## REQUIREMENTS
Copy out, in full, every line below that contains the string "sink".

## RECORDS SUPPLIED

---

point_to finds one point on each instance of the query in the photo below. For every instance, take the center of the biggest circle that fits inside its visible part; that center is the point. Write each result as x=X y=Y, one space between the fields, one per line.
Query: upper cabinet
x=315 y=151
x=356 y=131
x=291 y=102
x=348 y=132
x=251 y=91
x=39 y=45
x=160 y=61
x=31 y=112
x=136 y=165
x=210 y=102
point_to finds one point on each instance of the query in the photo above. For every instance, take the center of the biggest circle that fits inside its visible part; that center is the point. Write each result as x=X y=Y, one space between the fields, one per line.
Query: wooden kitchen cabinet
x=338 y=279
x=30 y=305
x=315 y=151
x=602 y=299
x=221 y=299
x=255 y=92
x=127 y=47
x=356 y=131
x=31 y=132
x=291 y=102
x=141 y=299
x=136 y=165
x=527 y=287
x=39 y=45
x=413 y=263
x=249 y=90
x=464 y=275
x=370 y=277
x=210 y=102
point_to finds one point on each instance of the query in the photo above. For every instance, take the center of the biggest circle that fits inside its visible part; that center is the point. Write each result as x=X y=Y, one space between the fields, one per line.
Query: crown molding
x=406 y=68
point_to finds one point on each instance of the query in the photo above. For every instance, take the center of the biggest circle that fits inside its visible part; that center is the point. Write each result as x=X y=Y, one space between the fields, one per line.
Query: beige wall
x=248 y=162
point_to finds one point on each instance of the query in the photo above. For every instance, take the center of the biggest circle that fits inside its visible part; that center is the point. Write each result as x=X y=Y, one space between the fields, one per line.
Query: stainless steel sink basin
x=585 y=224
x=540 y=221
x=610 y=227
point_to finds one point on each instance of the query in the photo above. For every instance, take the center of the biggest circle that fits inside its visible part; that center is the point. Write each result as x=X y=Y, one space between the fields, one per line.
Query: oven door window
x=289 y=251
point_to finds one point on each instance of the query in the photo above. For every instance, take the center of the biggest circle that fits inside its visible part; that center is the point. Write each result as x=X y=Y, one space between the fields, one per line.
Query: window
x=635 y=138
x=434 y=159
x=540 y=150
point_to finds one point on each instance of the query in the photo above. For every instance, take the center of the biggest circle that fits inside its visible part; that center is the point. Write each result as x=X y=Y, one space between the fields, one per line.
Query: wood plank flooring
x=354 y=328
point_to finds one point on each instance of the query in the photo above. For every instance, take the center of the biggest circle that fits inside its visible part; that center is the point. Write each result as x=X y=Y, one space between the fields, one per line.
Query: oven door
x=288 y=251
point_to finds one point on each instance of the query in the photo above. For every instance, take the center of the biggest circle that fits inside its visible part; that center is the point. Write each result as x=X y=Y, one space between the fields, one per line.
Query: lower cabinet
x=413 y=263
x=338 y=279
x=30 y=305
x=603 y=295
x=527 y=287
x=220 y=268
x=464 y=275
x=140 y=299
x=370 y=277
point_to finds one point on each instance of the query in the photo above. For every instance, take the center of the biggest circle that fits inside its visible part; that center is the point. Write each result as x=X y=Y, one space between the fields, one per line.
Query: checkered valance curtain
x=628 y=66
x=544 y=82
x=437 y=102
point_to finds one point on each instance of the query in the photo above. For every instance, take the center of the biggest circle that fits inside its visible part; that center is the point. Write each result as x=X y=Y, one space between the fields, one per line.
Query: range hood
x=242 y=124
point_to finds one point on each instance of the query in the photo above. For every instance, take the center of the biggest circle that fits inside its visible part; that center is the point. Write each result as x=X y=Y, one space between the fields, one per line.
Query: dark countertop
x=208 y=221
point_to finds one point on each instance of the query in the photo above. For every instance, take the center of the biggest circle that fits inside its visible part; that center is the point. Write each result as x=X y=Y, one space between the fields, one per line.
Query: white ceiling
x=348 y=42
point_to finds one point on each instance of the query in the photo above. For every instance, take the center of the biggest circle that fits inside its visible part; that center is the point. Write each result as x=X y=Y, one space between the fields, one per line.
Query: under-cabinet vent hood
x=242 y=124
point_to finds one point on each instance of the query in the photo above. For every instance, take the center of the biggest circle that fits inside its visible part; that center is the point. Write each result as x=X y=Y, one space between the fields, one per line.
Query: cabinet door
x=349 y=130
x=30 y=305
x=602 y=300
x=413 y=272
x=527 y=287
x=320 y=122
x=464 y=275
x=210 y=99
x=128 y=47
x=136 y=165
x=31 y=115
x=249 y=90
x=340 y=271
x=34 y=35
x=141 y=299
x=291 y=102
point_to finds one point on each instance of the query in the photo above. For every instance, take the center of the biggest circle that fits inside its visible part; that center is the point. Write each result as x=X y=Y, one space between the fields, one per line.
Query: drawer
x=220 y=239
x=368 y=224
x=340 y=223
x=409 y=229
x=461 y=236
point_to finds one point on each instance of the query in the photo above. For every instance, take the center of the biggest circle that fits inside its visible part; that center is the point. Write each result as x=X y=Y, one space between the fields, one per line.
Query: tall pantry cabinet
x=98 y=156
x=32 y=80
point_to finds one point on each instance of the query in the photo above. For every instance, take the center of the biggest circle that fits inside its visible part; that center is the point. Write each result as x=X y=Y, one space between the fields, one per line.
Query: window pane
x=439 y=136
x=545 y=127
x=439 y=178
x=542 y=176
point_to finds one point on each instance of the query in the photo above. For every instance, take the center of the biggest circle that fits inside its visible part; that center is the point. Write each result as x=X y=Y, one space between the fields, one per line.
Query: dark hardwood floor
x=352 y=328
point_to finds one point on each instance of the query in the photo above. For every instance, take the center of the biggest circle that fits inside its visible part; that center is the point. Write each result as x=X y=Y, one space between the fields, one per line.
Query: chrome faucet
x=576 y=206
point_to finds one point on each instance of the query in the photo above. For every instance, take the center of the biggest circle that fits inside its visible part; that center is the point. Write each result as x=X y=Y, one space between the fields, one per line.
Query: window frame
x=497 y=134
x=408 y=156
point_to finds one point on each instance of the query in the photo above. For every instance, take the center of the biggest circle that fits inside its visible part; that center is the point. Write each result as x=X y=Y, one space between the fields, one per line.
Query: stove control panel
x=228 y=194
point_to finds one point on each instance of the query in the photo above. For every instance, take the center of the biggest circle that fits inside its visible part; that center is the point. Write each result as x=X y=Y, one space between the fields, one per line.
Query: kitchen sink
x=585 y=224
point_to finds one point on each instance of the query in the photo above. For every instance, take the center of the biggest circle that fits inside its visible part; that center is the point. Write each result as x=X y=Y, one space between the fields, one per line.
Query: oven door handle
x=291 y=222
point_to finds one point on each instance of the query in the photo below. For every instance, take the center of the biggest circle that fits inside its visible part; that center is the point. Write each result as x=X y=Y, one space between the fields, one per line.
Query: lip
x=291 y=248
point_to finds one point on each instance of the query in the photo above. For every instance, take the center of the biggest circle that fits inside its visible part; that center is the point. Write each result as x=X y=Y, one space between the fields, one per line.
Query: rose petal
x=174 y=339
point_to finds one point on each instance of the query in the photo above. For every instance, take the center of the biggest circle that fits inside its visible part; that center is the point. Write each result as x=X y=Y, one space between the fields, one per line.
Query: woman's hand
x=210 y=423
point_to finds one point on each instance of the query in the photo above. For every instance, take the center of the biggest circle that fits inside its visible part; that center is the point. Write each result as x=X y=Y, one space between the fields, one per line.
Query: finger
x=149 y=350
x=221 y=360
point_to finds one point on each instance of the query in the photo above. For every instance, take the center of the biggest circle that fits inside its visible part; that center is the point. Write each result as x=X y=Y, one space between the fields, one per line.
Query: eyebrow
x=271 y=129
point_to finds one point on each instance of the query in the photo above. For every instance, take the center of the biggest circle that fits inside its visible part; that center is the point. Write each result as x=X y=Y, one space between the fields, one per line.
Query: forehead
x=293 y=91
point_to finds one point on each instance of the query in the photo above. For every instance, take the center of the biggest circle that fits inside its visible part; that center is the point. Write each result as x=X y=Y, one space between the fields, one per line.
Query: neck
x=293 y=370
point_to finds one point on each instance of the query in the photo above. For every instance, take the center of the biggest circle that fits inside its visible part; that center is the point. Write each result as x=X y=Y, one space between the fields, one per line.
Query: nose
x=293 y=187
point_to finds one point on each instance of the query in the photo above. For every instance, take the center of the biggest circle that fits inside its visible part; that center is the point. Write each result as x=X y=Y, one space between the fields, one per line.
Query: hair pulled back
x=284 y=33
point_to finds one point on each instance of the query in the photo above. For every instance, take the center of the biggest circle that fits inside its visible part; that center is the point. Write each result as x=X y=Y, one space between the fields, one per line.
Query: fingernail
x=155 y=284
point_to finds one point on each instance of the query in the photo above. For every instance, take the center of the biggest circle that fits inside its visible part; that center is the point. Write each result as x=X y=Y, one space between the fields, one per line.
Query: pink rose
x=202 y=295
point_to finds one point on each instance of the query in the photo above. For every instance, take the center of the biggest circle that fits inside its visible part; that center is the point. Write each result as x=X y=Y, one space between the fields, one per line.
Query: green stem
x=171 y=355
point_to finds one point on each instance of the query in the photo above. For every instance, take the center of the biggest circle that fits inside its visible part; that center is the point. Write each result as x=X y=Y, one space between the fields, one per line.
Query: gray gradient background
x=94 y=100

---

## EXPECTED ANSWER
Query: stainless steel sink basin
Query: kitchen sink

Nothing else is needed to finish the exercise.